• [WRITTEN INSTRUCTION]: Count the lines in the entries below that contain the word "window", and report only that number.

####

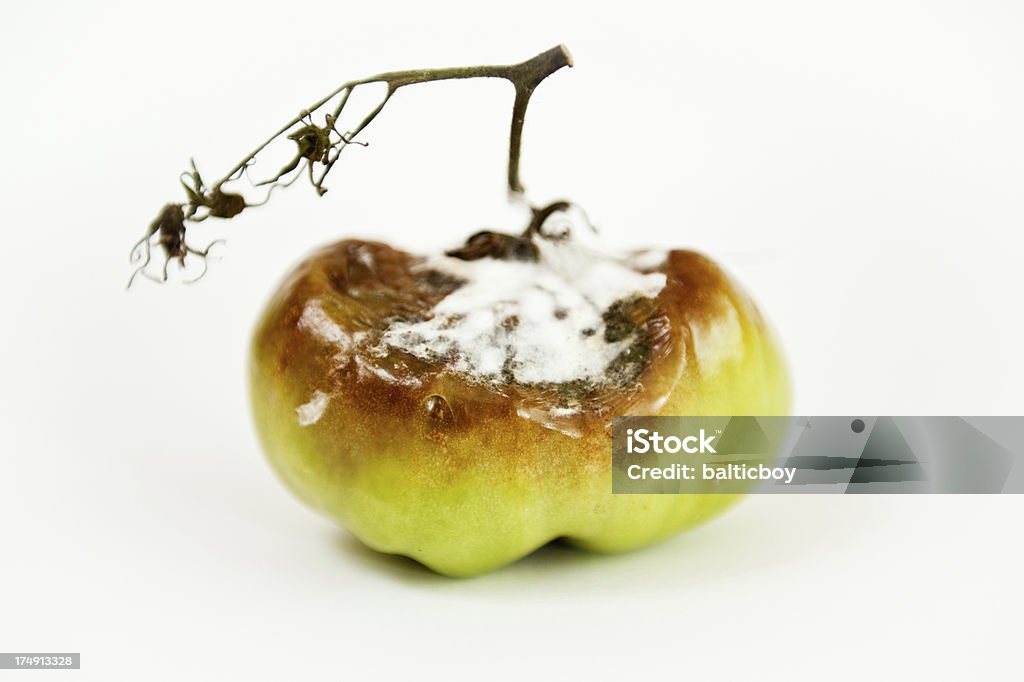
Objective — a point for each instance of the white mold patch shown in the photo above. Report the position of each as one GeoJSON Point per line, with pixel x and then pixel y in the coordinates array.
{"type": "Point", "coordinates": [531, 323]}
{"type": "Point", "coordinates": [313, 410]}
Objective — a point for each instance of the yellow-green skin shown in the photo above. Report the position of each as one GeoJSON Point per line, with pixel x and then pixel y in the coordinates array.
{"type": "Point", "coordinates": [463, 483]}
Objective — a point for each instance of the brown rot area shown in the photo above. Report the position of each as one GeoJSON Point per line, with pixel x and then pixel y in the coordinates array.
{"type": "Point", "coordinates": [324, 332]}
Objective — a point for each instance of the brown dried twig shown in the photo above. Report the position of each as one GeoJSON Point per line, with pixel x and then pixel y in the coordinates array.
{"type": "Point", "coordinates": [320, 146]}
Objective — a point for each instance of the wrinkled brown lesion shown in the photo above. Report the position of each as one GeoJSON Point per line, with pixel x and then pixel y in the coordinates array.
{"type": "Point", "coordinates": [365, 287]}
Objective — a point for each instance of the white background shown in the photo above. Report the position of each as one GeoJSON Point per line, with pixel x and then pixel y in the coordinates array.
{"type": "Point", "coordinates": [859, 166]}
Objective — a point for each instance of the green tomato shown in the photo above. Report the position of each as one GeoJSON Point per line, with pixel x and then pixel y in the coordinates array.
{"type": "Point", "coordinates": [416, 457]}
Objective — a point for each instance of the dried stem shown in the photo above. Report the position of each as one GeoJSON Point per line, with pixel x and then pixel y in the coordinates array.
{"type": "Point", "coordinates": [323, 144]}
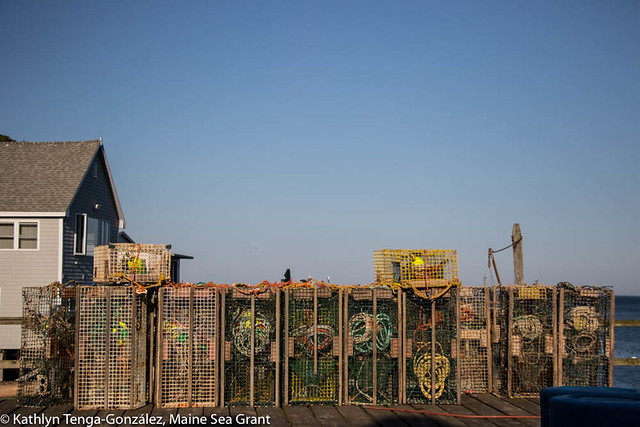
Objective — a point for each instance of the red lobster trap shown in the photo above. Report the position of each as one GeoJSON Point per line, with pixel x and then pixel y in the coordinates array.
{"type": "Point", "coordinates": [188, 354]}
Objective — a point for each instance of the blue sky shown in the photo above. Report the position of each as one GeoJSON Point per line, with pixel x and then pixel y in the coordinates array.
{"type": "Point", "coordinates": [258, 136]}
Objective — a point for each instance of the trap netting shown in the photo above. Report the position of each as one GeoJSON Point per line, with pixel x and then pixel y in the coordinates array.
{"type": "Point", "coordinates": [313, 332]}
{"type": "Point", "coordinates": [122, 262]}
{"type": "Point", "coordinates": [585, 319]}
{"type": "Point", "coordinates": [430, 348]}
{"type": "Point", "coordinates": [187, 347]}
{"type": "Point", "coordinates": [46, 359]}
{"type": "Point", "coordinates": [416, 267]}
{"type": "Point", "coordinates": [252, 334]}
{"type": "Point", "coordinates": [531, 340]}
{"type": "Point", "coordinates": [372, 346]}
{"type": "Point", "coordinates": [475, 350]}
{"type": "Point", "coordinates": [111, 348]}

####

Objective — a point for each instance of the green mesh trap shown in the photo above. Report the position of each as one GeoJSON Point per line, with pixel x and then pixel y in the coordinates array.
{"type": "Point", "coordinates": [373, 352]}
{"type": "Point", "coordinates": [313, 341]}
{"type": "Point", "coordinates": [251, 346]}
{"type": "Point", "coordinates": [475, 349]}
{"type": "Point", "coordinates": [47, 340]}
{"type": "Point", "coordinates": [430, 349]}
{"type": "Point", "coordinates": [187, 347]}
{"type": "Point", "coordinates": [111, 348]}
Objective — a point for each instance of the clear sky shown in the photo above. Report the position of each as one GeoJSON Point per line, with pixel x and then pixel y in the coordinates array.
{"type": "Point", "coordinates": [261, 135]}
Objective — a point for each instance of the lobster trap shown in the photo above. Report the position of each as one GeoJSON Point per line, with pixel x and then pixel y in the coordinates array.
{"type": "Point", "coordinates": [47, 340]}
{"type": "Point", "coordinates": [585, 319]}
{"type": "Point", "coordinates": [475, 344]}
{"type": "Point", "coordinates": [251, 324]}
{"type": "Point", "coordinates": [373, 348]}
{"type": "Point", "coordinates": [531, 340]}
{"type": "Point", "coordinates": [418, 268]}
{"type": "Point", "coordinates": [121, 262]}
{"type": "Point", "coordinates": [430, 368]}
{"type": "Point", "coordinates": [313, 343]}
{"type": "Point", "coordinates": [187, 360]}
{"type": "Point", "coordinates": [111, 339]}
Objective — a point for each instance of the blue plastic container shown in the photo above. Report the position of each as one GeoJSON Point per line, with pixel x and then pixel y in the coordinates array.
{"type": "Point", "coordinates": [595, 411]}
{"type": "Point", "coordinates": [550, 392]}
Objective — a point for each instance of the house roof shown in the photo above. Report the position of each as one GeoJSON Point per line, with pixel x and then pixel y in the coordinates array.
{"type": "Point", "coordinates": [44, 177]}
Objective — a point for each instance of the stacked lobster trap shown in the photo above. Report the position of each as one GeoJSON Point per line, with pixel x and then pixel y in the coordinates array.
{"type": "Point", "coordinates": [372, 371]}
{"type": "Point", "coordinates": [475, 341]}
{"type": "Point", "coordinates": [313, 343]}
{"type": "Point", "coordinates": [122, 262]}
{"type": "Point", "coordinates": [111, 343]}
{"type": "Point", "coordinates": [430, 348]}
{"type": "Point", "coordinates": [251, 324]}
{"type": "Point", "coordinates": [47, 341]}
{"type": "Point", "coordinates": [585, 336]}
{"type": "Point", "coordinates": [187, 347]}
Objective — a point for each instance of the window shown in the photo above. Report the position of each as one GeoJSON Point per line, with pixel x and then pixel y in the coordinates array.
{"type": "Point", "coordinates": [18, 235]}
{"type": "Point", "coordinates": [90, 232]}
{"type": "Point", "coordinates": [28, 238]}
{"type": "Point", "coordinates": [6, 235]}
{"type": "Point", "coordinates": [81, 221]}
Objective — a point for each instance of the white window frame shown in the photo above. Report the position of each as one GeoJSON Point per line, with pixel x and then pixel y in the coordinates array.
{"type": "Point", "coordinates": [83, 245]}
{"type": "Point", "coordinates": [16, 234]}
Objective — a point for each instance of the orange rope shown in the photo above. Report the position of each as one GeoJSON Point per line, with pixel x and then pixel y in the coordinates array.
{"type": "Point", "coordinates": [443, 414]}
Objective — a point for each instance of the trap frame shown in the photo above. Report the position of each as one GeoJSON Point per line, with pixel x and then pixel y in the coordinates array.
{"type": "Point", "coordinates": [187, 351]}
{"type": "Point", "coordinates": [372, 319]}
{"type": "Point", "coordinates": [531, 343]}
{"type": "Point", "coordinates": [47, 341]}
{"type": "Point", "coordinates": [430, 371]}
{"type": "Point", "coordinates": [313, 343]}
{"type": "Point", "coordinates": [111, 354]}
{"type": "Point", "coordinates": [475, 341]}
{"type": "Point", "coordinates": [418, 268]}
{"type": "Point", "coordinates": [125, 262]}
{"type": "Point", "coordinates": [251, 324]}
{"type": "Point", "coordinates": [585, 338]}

####

• [FULL RESPONSE]: 2